EXERCISE MATERIAL →
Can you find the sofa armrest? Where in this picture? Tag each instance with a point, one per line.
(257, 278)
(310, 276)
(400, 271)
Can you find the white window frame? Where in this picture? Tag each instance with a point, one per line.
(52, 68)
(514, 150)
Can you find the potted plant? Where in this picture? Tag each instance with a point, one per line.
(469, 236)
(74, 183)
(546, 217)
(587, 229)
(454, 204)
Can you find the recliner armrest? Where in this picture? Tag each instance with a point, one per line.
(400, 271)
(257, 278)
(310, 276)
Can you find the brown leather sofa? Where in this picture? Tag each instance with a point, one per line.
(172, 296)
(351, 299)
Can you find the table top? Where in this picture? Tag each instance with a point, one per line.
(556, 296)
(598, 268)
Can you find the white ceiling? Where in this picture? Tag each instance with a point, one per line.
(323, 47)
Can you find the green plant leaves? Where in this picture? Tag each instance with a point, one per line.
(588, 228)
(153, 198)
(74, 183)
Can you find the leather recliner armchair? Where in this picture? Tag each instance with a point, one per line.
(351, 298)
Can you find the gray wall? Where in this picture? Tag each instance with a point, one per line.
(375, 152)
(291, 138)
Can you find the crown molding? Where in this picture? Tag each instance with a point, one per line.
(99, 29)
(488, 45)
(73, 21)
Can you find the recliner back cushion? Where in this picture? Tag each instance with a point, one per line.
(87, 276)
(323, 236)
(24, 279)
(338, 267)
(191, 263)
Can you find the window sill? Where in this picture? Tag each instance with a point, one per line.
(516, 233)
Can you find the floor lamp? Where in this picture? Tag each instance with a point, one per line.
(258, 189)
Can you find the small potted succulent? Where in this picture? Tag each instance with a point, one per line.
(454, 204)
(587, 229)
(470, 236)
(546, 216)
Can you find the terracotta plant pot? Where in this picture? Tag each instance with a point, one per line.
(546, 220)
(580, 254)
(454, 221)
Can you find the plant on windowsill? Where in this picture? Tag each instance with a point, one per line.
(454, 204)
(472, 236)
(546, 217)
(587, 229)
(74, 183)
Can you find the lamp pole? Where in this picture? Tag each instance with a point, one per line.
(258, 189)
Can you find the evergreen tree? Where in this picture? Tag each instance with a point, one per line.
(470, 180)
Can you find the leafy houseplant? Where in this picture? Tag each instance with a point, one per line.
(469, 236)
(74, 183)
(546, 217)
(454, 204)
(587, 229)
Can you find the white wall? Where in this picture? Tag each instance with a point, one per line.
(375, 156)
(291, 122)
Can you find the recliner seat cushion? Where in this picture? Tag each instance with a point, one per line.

TASK DETAILS → Swap "recliner" for "lounger" wherever it occurs in the rows above, and reproduce the rows with no other change.

CORRECT RESULT →
Can you find the sofa armrest? Where in this picture? Tag each instance with a point, one per line.
(257, 278)
(310, 276)
(400, 271)
Can you find the white window frame? Where in this picture? Tag each instance with a point, one per line.
(52, 68)
(514, 150)
Can you find the potted plant? Where in this picture? Tag each instance with a point, one per line.
(469, 236)
(74, 183)
(546, 217)
(587, 229)
(454, 204)
Can you find the lounger armrest? Where in this picture? Tag each instance with a point, one per line.
(400, 271)
(257, 278)
(310, 276)
Can you find the brown leather sofa? Where in this picture? Tag each instance with a point, one per line.
(172, 296)
(351, 299)
Can you find the table top? Where in this picture? Tag each instance with a point, one per line.
(556, 296)
(598, 268)
Can you find the white ceiling? Where in this picture? Tag each instance with a point, one per line.
(323, 47)
Can you find the green plant leaves? Where in this picture? Tag each instance with a point, one per line.
(588, 228)
(153, 198)
(74, 183)
Can you find the leather lounger armchair? Where in this picture? Tag each instance with a point, one per line.
(351, 298)
Can you find the gray wall? Where in this picture? Tag each instance with a point, one per line.
(375, 152)
(291, 138)
Can you find the crown molding? Where in this picture? Tag each instance with a point, one per line.
(99, 29)
(488, 45)
(73, 21)
Can you find the lounger back cushion? Where in this picture? Tag each instance with a point, one per line.
(87, 276)
(323, 236)
(24, 279)
(338, 267)
(191, 263)
Can you find the window sill? Where in this picture? Tag each instance with a point, one per line.
(516, 233)
Can you find the floor lamp? Where in this picture? Tag each instance with a point, one per line.
(258, 189)
Can you find the small potted succulent? Where in this picture? Tag each instance with a point, one per line.
(454, 204)
(587, 229)
(470, 236)
(546, 216)
Can you find the terracotta plant pot? Where in this picture? Tag each instance with a point, one per line.
(546, 220)
(580, 254)
(454, 221)
Can you find the plant on windowsill? Where in this picture? Tag each instance with a point, one per line.
(454, 204)
(472, 236)
(546, 217)
(587, 229)
(74, 183)
Can you find the lamp pole? Where in this picture? Tag each instance with a point, one per line.
(258, 189)
Can you find the evergreen tree? Where in this picture? Tag each instance with a point, one per line.
(470, 180)
Can you find the leafy houseplant? Where in this picture? Tag each instance with a point, one per line.
(469, 236)
(74, 183)
(546, 217)
(454, 204)
(587, 229)
Can you find the white wall? Where in this picture? Tag each instance with a point, one per line.
(375, 156)
(291, 122)
Can you find the lounger seat cushion? Where in this picture? Tag each instance with a point, one per line.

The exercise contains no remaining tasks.